#### Selected excerpt
========

The Expanding Universe

Originally most people believed that the universe was constant as this seemed both more sensible and more comforting. Most Greeks set the planets, sun and other stars in a series of fixed spheres. Newton’s religious beliefs lead him to create a static and eternal model of the universe where there is an infinite number of stars and each of them are the same and equally distant equally distant, thus causing their attractions to cancel out, despite obvious problems with this idea.

Even once most scientists agreed that the universe is expanding or that it has done so in the past, there was much speculation about why it is expanding and what will happen to it in the future. Hypotheses such as the Big Bang and Steady State models of the universe have persuaded physicists over the past century. Some remain in favour while many others have been dismissed on the basis of observational evidence.

========

#### Material provided
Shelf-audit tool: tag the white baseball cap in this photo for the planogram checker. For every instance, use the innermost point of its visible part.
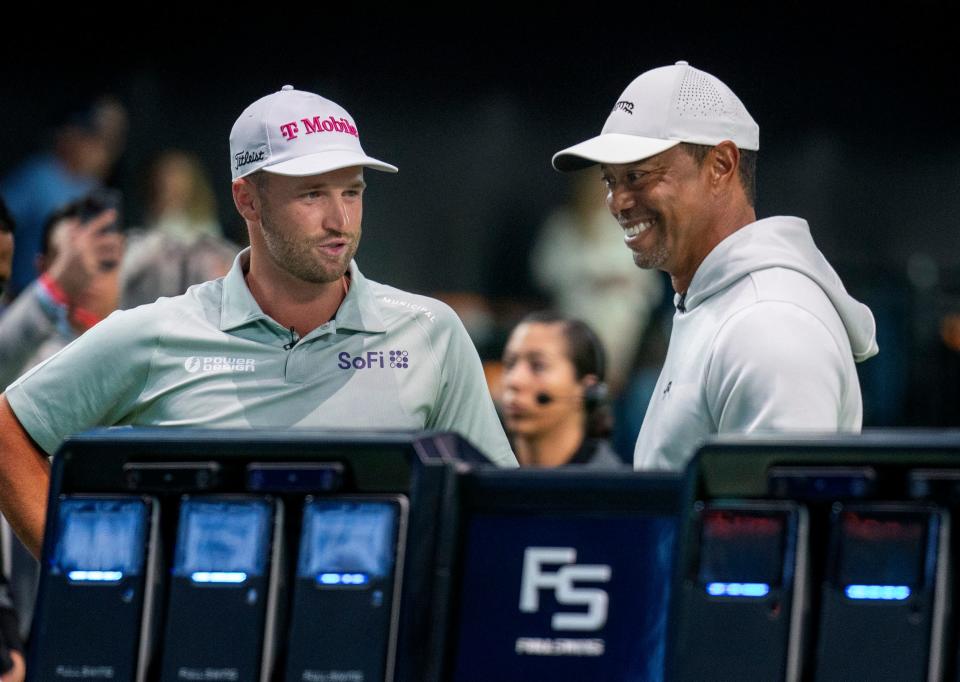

========

#### Required work
(a) Could you transcribe everything in the expanding-universe passage from "The Expanding Universe" down to "with this idea."?
(b) What did most Greeks set in a series of fixed spheres, according to the expanding-universe passage?
(c) Can you sum up the expanding-universe passage in two sentences?
The listing is separate material and is not part of the expanding-universe passage.

#### Answers below
(a)
The Expanding Universe

Originally most people believed that the universe was constant as this seemed both more sensible and more comforting. Most Greeks set the planets, sun and other stars in a series of fixed spheres. Newton’s religious beliefs lead him to create a static and eternal model of the universe where there is an infinite number of stars and each of them are the same and equally distant equally distant, thus causing their attractions to cancel out, despite obvious problems with this idea.

(b) The planets, the sun, and other stars.

(c) People originally believed the universe was constant: most Greeks set the heavenly bodies in fixed spheres, and Newton built a static, eternal model. Even after most scientists agreed the universe is expanding or has done so in the past, speculation continued about why and what its future holds, with hypotheses such as the Big Bang and Steady State models persuading physicists over the past century, some remaining in favor and many being dismissed on observational evidence.